Can you rewrite the records starting at the line that has "Agricultural drone survey: scan the aerial photo for sky." and ending with the last of the records, putting "Several detections" wherever "Multiple detections" appears and keeping everything else the same?

Collected data entries |
****

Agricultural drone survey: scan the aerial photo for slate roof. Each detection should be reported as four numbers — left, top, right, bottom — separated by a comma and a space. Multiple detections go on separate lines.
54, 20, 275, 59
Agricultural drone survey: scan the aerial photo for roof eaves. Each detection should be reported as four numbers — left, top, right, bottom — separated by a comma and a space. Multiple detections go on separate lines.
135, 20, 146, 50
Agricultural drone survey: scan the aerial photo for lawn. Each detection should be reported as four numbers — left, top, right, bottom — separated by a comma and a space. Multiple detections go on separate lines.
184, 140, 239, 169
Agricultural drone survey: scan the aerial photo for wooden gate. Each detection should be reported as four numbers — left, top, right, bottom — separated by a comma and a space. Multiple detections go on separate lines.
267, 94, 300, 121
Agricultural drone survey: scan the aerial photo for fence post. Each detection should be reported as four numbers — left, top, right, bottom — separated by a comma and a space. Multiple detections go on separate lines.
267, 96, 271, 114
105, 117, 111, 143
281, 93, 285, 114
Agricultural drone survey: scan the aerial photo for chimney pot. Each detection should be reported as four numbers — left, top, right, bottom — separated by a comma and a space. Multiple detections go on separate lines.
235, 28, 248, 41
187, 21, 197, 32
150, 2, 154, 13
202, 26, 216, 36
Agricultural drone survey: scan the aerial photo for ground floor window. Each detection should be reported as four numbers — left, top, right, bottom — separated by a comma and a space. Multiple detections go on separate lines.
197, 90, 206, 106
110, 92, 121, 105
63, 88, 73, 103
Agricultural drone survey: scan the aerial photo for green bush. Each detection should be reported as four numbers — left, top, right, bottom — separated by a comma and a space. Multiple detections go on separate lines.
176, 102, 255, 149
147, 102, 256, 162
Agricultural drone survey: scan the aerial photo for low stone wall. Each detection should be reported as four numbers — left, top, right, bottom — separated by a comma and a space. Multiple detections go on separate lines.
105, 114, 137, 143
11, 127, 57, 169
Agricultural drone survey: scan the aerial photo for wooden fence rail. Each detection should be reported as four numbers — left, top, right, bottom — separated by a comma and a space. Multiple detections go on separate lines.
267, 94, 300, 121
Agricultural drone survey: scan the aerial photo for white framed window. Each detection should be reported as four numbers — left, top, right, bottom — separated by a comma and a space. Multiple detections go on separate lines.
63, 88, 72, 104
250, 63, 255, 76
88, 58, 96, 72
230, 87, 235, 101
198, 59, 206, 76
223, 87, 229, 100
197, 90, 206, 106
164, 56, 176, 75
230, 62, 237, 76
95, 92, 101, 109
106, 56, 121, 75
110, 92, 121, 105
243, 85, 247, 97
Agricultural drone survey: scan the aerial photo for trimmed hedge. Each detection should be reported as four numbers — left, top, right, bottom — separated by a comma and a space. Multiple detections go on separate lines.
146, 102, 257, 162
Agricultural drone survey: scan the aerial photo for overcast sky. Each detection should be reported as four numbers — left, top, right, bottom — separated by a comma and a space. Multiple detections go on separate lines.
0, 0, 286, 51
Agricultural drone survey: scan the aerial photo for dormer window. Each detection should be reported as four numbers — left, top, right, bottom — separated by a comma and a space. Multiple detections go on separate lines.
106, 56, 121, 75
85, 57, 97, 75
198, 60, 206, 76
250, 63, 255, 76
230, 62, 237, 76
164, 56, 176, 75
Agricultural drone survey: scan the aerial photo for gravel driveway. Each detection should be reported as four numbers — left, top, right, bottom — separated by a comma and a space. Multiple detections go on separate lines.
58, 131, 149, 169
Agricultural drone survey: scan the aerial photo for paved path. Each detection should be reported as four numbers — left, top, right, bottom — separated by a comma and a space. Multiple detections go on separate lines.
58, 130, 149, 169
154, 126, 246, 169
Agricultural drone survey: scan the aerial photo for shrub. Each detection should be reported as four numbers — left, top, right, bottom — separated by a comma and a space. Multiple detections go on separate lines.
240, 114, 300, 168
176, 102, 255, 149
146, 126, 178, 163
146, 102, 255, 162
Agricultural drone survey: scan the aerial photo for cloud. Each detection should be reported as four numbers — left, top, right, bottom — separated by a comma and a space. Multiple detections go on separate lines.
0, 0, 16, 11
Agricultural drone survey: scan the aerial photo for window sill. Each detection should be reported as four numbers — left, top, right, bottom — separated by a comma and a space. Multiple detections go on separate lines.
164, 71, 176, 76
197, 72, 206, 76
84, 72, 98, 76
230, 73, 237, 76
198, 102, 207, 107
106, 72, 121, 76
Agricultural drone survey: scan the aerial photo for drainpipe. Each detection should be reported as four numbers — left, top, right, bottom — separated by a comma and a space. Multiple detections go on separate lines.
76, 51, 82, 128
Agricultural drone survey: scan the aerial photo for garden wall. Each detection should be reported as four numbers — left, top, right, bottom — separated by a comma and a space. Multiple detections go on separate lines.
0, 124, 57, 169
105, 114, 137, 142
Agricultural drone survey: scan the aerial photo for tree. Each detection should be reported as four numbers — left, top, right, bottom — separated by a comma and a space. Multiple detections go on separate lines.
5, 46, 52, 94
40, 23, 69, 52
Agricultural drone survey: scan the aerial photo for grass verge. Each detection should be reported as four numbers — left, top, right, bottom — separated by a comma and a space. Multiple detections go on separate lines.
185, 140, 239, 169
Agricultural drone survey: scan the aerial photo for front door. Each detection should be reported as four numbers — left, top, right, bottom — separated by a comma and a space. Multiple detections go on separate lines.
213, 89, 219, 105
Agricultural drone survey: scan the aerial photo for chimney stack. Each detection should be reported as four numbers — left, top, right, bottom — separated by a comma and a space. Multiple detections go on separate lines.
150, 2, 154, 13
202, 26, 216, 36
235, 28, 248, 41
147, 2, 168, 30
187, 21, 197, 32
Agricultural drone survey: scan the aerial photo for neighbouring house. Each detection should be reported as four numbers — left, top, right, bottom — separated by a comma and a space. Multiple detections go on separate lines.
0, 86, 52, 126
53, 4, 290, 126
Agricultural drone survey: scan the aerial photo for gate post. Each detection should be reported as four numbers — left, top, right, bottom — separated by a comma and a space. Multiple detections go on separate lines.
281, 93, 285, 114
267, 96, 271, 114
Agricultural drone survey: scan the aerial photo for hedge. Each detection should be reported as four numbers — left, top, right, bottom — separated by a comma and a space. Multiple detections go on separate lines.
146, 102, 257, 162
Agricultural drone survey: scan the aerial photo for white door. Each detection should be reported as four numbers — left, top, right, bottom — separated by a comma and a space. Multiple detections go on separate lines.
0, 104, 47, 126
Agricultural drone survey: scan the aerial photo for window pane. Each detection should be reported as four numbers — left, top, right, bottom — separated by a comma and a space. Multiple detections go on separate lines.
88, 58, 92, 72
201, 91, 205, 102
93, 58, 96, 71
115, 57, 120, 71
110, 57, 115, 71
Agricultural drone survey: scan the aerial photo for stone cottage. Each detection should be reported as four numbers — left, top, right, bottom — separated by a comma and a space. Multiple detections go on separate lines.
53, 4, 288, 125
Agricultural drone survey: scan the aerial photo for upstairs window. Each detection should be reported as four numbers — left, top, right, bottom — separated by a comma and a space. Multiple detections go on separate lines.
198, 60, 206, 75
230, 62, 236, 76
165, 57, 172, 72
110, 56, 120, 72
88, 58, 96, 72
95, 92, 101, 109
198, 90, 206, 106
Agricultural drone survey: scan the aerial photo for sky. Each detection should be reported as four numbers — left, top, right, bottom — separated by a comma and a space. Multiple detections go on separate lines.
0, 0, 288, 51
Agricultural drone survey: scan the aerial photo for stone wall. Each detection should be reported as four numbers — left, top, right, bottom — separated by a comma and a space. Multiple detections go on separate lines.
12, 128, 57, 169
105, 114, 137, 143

****

Complete output |
Agricultural drone survey: scan the aerial photo for sky. Each detection should be reported as four numbers — left, top, right, bottom — separated by a comma and a space. Several detections go on separate lines.
0, 0, 288, 51
Agricultural drone survey: scan the aerial photo for stone wall. Each detection should be reported as four numbers — left, top, right, bottom — separated by a comma and a space. Several detections go on separate lines.
12, 128, 57, 169
105, 114, 137, 143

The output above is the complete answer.